*** DATA EXTRACT Section Begins ***

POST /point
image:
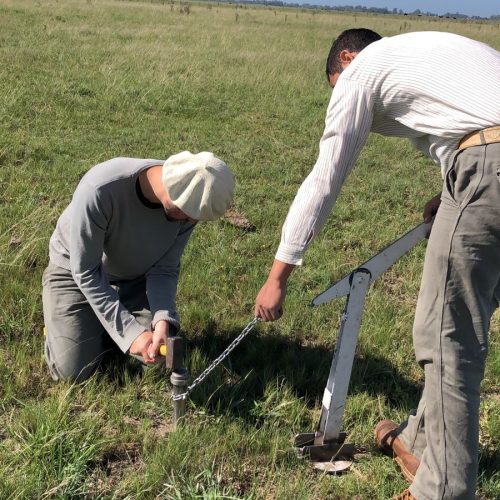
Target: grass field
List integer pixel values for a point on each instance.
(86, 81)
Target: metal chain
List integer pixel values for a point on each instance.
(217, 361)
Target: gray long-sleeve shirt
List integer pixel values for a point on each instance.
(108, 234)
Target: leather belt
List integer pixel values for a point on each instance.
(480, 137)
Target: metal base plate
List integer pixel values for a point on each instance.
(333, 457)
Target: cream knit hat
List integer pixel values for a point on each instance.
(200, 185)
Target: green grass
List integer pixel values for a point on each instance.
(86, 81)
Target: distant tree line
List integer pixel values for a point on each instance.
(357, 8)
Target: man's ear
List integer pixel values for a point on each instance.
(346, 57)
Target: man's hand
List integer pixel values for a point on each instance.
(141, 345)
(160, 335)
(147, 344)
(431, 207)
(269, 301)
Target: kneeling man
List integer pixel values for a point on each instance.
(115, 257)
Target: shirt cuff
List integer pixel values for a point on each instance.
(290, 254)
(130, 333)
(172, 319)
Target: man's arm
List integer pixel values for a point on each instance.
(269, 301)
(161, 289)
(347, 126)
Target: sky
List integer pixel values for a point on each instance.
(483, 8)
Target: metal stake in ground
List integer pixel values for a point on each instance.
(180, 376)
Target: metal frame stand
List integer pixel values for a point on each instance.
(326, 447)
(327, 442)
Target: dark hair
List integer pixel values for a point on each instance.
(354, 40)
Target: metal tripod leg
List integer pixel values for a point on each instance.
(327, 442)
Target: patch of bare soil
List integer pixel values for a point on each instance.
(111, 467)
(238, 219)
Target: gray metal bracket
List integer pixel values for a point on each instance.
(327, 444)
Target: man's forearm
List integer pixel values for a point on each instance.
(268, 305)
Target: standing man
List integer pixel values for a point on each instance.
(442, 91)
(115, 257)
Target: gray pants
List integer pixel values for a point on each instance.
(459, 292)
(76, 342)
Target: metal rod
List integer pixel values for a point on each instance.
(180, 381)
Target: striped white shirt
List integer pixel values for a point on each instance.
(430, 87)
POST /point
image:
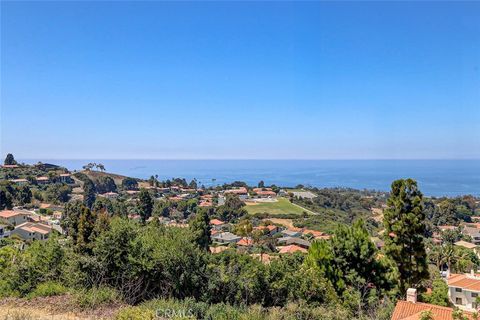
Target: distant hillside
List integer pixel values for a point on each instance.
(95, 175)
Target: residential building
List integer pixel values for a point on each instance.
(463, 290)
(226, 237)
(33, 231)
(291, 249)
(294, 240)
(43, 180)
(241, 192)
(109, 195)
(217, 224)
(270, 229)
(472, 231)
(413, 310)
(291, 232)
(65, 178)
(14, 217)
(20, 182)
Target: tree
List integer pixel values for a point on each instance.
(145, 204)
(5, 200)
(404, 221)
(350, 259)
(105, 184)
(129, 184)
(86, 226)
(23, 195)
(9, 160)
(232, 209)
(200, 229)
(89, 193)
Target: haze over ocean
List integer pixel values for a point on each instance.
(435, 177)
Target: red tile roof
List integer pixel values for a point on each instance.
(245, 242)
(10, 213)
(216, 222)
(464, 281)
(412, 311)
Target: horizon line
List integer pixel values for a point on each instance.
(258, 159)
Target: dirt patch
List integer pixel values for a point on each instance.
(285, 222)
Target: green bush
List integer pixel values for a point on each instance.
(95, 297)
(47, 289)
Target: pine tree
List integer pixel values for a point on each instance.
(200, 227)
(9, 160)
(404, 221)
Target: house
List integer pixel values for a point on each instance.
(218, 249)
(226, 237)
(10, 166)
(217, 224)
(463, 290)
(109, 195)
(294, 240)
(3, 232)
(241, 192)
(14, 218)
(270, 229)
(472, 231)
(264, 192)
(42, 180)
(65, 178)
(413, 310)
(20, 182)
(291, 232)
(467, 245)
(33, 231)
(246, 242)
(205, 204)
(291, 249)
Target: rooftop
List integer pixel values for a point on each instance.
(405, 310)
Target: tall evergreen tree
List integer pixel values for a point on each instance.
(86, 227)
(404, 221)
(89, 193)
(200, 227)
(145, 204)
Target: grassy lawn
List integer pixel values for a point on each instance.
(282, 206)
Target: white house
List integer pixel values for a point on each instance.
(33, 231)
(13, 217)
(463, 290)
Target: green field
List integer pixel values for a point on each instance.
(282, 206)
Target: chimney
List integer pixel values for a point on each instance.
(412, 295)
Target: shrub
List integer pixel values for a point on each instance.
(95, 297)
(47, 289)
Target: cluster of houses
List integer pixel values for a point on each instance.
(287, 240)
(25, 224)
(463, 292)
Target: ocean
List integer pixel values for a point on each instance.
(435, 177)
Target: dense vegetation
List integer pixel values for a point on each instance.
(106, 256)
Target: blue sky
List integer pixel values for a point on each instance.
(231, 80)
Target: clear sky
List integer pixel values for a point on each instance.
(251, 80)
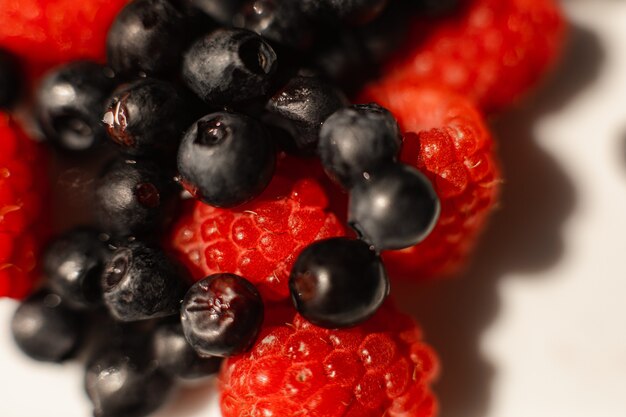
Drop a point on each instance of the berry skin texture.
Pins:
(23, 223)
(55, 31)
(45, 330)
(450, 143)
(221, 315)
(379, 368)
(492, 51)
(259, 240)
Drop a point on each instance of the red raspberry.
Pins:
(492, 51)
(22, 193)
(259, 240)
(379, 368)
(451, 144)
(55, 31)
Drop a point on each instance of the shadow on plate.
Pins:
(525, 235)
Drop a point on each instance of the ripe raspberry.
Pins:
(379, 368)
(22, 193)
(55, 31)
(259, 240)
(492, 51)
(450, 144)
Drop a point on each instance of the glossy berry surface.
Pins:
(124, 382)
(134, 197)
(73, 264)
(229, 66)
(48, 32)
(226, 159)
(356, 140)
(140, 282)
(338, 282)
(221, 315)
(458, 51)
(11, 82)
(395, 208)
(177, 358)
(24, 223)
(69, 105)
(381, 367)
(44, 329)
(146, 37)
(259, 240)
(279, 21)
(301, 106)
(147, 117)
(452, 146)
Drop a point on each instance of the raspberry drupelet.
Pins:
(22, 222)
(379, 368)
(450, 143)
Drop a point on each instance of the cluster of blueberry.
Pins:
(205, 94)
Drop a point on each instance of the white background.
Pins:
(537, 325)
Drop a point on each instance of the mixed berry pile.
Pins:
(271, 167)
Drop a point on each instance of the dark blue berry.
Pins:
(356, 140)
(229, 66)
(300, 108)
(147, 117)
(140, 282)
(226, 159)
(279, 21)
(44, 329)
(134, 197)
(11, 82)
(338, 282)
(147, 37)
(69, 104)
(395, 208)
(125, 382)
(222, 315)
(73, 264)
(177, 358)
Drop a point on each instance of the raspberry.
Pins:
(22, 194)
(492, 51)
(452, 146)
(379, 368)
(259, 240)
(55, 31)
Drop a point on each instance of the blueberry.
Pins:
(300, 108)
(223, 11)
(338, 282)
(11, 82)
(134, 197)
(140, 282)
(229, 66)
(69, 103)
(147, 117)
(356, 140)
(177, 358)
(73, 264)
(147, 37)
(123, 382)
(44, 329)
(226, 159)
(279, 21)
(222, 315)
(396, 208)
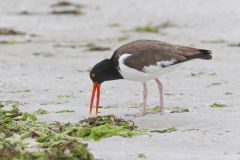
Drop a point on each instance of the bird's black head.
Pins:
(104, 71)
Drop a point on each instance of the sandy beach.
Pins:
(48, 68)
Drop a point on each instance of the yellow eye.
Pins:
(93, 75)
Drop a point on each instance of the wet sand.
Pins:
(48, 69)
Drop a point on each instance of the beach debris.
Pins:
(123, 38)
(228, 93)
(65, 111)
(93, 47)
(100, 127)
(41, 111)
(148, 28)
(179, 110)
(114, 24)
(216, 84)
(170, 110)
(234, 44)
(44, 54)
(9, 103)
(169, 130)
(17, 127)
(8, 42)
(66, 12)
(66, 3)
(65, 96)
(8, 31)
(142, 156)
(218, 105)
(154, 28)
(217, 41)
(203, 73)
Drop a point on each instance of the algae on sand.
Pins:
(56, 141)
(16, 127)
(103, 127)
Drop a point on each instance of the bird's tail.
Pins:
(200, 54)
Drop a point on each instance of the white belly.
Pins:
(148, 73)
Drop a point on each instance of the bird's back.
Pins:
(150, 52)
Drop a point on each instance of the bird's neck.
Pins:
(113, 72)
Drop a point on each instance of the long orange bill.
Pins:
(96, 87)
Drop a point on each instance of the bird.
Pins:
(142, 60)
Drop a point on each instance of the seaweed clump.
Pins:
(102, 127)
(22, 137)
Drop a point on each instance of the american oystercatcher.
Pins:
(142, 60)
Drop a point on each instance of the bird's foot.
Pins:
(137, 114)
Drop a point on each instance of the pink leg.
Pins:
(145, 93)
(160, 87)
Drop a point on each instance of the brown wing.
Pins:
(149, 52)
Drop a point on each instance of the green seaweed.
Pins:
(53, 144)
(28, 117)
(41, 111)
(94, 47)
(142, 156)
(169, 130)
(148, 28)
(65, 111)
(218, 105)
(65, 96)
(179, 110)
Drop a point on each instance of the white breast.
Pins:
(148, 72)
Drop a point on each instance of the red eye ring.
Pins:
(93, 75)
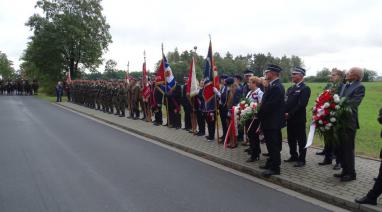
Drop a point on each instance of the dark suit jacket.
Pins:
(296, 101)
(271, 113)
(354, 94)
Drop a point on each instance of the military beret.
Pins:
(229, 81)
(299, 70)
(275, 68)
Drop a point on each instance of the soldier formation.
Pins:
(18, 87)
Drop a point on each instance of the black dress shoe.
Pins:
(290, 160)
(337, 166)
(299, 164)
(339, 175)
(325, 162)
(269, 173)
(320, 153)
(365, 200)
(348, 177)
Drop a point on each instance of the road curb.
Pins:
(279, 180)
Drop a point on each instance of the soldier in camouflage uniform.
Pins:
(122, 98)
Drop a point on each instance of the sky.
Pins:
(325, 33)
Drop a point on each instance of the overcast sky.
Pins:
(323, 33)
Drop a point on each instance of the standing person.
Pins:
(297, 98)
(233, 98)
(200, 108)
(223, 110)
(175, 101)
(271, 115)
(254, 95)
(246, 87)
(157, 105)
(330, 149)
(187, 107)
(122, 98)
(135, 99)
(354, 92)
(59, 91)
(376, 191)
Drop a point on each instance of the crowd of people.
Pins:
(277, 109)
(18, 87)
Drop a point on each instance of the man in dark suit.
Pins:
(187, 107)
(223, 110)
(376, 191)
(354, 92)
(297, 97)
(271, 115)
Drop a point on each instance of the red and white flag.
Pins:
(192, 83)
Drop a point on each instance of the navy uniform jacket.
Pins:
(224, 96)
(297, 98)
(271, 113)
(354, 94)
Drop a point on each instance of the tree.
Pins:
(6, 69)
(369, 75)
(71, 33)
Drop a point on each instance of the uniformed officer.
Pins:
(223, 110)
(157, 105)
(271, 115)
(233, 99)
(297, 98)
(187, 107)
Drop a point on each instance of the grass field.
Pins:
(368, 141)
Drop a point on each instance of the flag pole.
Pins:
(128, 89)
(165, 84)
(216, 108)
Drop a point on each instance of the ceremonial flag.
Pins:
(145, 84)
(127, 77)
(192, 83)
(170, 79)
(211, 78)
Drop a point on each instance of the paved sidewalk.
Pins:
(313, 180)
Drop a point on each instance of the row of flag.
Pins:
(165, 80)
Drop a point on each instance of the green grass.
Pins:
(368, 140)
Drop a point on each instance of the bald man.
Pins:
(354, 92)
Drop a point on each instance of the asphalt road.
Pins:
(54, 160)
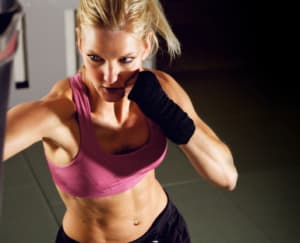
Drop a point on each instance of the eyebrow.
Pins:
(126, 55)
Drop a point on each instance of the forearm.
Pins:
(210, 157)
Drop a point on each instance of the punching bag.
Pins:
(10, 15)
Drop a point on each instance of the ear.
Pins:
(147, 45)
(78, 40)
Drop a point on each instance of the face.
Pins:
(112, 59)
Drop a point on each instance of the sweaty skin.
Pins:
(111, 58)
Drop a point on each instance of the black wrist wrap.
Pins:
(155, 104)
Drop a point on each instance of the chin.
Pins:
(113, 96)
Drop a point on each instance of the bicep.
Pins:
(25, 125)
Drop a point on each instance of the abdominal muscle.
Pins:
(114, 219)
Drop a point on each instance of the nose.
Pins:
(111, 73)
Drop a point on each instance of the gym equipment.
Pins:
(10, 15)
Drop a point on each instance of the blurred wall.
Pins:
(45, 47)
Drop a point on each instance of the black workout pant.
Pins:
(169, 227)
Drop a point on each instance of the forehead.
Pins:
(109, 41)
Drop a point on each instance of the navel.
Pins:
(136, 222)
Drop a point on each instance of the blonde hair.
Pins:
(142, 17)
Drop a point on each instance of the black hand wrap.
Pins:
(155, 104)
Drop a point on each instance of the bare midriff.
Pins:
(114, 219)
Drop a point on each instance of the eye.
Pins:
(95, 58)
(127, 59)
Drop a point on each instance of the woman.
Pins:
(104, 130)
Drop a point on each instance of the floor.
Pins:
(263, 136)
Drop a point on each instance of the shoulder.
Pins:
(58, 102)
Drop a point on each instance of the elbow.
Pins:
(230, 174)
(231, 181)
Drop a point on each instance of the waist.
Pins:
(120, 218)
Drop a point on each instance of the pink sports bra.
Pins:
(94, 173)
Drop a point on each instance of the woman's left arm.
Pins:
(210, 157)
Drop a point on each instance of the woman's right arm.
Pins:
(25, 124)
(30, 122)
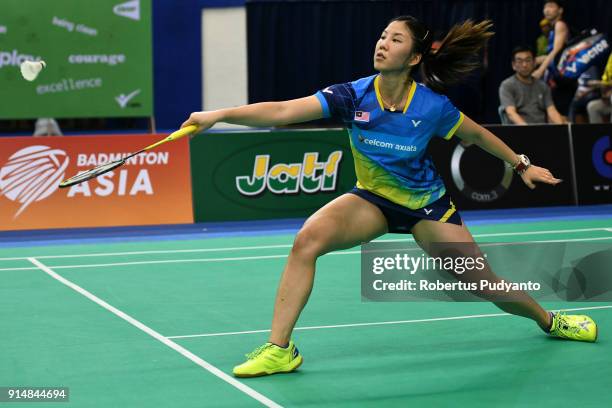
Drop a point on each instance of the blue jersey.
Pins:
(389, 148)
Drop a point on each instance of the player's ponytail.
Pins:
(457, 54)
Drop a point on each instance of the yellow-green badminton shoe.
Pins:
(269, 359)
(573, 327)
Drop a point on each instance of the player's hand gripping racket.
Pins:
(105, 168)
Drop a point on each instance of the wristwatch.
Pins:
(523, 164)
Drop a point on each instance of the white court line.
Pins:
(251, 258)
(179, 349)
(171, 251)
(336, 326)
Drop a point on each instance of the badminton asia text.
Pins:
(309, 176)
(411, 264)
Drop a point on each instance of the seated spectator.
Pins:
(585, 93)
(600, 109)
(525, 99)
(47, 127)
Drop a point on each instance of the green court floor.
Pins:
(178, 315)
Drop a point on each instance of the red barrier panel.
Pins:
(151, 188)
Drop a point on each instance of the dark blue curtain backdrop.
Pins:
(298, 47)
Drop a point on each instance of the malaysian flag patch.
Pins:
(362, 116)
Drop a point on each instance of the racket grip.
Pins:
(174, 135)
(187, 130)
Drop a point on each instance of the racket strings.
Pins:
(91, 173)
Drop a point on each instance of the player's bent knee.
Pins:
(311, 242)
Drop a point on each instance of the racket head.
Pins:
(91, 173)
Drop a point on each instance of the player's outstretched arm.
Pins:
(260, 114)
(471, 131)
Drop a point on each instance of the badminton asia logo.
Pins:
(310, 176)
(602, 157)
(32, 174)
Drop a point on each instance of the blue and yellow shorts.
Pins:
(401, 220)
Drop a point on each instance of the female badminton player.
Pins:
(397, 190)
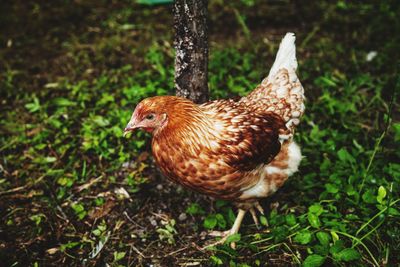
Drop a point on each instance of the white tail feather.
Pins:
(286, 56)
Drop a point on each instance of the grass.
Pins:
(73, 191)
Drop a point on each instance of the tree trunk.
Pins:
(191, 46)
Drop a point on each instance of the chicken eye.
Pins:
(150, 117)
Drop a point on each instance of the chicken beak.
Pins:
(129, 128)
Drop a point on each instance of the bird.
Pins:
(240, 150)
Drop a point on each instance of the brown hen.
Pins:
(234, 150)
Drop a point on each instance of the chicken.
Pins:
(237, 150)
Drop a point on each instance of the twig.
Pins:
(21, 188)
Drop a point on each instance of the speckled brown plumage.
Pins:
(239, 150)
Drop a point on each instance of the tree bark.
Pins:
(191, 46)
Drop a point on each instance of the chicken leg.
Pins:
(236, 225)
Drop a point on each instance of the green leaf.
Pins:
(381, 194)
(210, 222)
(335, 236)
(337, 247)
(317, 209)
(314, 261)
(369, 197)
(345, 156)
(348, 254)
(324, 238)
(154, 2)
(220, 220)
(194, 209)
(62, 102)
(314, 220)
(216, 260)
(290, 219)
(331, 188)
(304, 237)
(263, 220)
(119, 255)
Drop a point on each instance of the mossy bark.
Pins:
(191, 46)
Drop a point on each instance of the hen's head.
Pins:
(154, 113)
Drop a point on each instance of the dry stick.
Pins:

*** DATA EXTRACT Section Ends ***

▶ [TASK INSTRUCTIONS]:
Copy out each line from the listing that contains the string "standing".

▶ [EXERCISE RESPONSE]:
Target: standing man
Drop a point on each instance of the standing person.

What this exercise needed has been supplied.